## [To do]
Transcribe all the records exactly and omit any images they hold.

## [Task data]
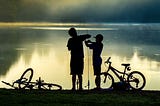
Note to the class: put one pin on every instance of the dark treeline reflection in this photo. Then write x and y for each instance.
(13, 41)
(123, 42)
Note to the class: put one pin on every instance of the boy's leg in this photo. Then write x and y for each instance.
(80, 82)
(73, 82)
(98, 81)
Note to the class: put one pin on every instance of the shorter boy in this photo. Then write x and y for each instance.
(97, 60)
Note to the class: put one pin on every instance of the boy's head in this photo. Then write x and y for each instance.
(99, 37)
(72, 32)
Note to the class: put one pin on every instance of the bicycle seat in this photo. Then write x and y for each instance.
(125, 65)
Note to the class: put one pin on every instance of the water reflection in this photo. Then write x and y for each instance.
(45, 51)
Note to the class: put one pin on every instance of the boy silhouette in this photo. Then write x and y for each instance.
(97, 48)
(75, 46)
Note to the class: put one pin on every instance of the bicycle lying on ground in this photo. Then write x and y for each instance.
(134, 80)
(25, 82)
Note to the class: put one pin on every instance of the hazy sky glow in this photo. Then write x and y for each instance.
(80, 10)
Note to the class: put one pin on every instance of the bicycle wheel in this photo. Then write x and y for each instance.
(50, 86)
(136, 80)
(106, 81)
(25, 79)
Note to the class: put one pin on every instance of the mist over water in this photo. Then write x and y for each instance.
(43, 48)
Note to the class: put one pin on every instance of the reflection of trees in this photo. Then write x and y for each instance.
(10, 39)
(127, 50)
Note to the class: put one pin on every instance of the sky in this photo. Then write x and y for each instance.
(80, 11)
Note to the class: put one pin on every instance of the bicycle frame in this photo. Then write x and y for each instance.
(117, 72)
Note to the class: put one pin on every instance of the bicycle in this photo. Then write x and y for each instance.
(25, 82)
(134, 80)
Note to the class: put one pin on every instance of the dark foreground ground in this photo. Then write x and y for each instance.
(79, 98)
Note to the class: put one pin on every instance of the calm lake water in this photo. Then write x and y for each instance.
(44, 49)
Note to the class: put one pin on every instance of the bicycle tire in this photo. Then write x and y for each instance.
(107, 81)
(136, 80)
(23, 84)
(50, 86)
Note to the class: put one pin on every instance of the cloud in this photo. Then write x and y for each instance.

## [Output of the task]
Note to the class: put one pin on every instance of the dark treeline reflection in this photo. Then write x and y for each instance.
(13, 41)
(123, 42)
Note to the class: put one pin on every instance of the boy's leg in this photo. Then write x and y for each instance.
(80, 82)
(73, 82)
(98, 81)
Note to the class: put one pin on every instance of the shorter boy in this photo. Then write x and y for each instance.
(97, 60)
Note to the class: put one pin on every instance of the boy's head in this photo. Then write x and y for each instance.
(99, 37)
(72, 32)
Note to the class: put one pin on every instance of the bicycle seat in this photo. Then write x and y for each instance.
(125, 65)
Note to the class: put one pin on every instance of the water reflection in this photo. Then write x and y for each instance.
(45, 51)
Note to the class: put one pin on every instance of the boy silhouette in this photo. Then write x and y for each instance.
(97, 48)
(75, 46)
Note to the class: put one pin on every instance of the bicycle lying on ground in this photo. Then write x and y for each instance.
(134, 80)
(25, 82)
Note to the class: put one pin on every instance of the hazy sky glow in this photo. Then write x and y for each instance.
(80, 10)
Note to the class: put one pin on every instance of the bicycle wheel in this photo. Then write x and y for each instance.
(50, 86)
(136, 80)
(106, 81)
(25, 79)
Note to the class: put one pin on every instance of the mist over water in this photo. Then write x and y for each instance.
(43, 48)
Note to the class: put one pin on every instance of the reflection of trees in this photo. Then write x and y for each instance.
(10, 39)
(127, 50)
Note to the class: put one pin on every instance of the sky in this photo. Then write x and y for each instance.
(80, 11)
Note to the class: put one pin on every instance of the bicycle frame in this photo. Then write x and y for each instance.
(117, 72)
Note to the class: put one pin on every instance of the bicycle in this photo. Then write x and y for each instance.
(25, 82)
(134, 80)
Note to the class: put one pin on every instance of the dark foreground ground in this photo. Then write x and y for each instance.
(79, 98)
Note to the class: put one pin on every instance of the calm lake water in this photo. Then write x and y for each instance.
(44, 49)
Note to the class: put one pin on every instance of the bicycle tire in this photo. Then write x and y for each instance.
(107, 81)
(136, 80)
(23, 84)
(50, 86)
Note to the class: put one pin on every instance of the cloud in this photo. Then write x and y for each instance.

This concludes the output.